— BEGIN DOCUMENT SEGMENT —

In the online identification methods, the parameters of the DFIG are continuously observed and updated in the controller, which improves the robustness of the DBPC algorithm. In [22], an extended Kalman filter (EKF) is employed to observe the parameters of the DFIG, where a good estimation performance is obtained. However, the calculation burden of the EKF algorithm is high. In [23], the mutual inductance of the DFIG is estimated by a simple observer, i.e., its computational load is very low. The recursive least square method (LSM) is utilized to estimate the mutual inductance of the DFIG in [24]. However, In [23,24], the other parameters of the DFIG are assumed constant. Furthermore, the un-modeled dynamics are neglected in the online identification methods.

Model-free predictive control (MFPC) is a promising solution for enhancing the robustness of predictive control techniques. In [25], the proposed MFPC calculates the current difference to predict the future value of the current difference without using the model of the DFIG. However, two current measurements are required in each sampling period, which is not easy in the real-time implementation. To solve this problem, a MFPC is proposed in [26] using an ultra-local model of the DFIG. Accordingly, the robustness of the predictive controller is enhanced. However, the proposed ultra-local model of the DFIG is slightly complicated.

— END DOCUMENT SEGMENT —
— BEGIN DATA SHOWN —

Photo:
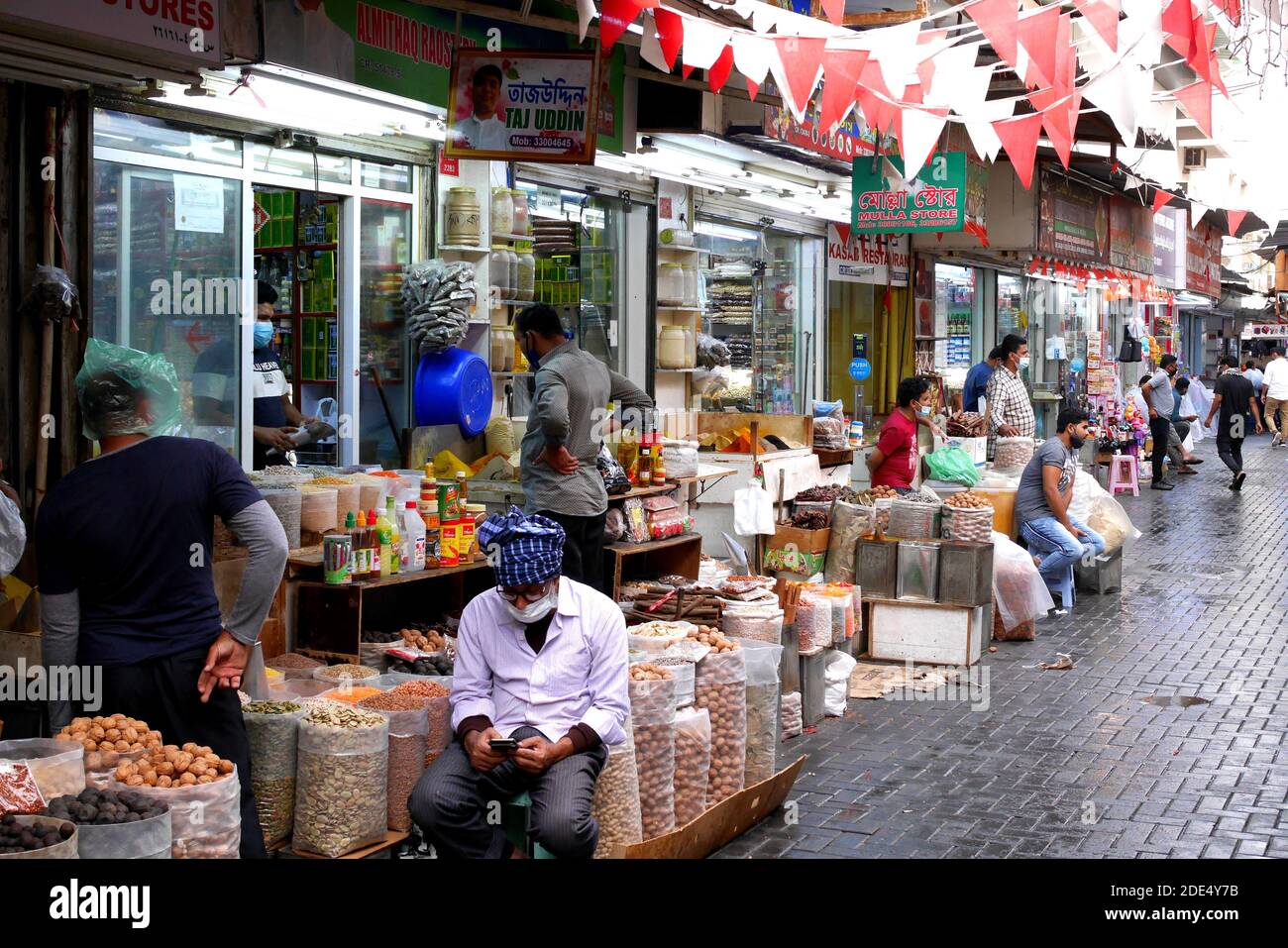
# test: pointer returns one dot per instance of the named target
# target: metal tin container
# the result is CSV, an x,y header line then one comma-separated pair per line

— END DATA SHOWN —

_GOALS_
A. Extract the DFIG control passage word for word from "Model-free predictive control" to "is slightly complicated.".
B. Decide whether each statement agrees with the DFIG control passage, answering yes or no and quoting the deciding words of the passage. (i) The EKF used in [22] has a low calculation burden. (ii) The MFPC in [25] needs two current measurements in each sampling period. (iii) The MFPC proposed in [26] uses an ultra-local model of the DFIG.
The data is separate material from the DFIG control passage.

_SOLVED PROBLEMS_
A.
Model-free predictive control (MFPC) is a promising solution for enhancing the robustness of predictive control techniques. In [25], the proposed MFPC calculates the current difference to predict the future value of the current difference without using the model of the DFIG. However, two current measurements are required in each sampling period, which is not easy in the real-time implementation. To solve this problem, a MFPC is proposed in [26] using an ultra-local model of the DFIG. Accordingly, the robustness of the predictive controller is enhanced. However, the proposed ultra-local model of the DFIG is slightly complicated.

B.
(i) No: "However, the calculation burden of the EKF algorithm is high."
(ii) Yes: "two current measurements are required in each sampling period"
(iii) Yes: "a MFPC is proposed in [26] using an ultra-local model of the DFIG"